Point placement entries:

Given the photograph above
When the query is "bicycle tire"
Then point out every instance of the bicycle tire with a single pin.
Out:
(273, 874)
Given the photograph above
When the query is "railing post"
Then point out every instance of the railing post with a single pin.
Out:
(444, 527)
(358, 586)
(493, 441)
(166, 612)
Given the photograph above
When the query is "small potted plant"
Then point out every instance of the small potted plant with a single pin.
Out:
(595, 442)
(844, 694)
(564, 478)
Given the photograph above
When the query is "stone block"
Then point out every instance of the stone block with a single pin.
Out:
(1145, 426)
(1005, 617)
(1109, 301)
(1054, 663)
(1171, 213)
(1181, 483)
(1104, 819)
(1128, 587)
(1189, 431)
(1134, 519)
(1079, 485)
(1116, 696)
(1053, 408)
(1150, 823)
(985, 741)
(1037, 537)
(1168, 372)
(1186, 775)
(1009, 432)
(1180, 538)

→ **SET EXERCISE**
Copy all of the entries above, substituting "single marker" for each occurrence of "single pin" and leaving everything else unchanged.

→ **EXERCISE SOLUTION**
Given the photograph above
When the query is "bicycle tire"
Then point out every instance of the bicycle tire with a single marker.
Out:
(273, 874)
Given the photograph above
When the query is "railing post"
Then point out every instance of the railing post with a single marker.
Out:
(444, 527)
(358, 586)
(493, 441)
(166, 612)
Given the photograph above
When the query is "small potted plant"
Then point out every instance of the small potted plant with a single marker.
Out:
(595, 442)
(844, 694)
(564, 478)
Given the photograph above
When the query is "stone block"
Then point out every instance of the stone block with a single marker.
Out:
(1145, 426)
(1005, 617)
(1109, 301)
(1054, 663)
(1171, 213)
(1181, 483)
(1104, 819)
(1128, 587)
(1189, 431)
(1134, 519)
(1079, 485)
(1116, 696)
(1053, 408)
(1150, 823)
(985, 741)
(1037, 537)
(1168, 372)
(1186, 775)
(1009, 432)
(1180, 538)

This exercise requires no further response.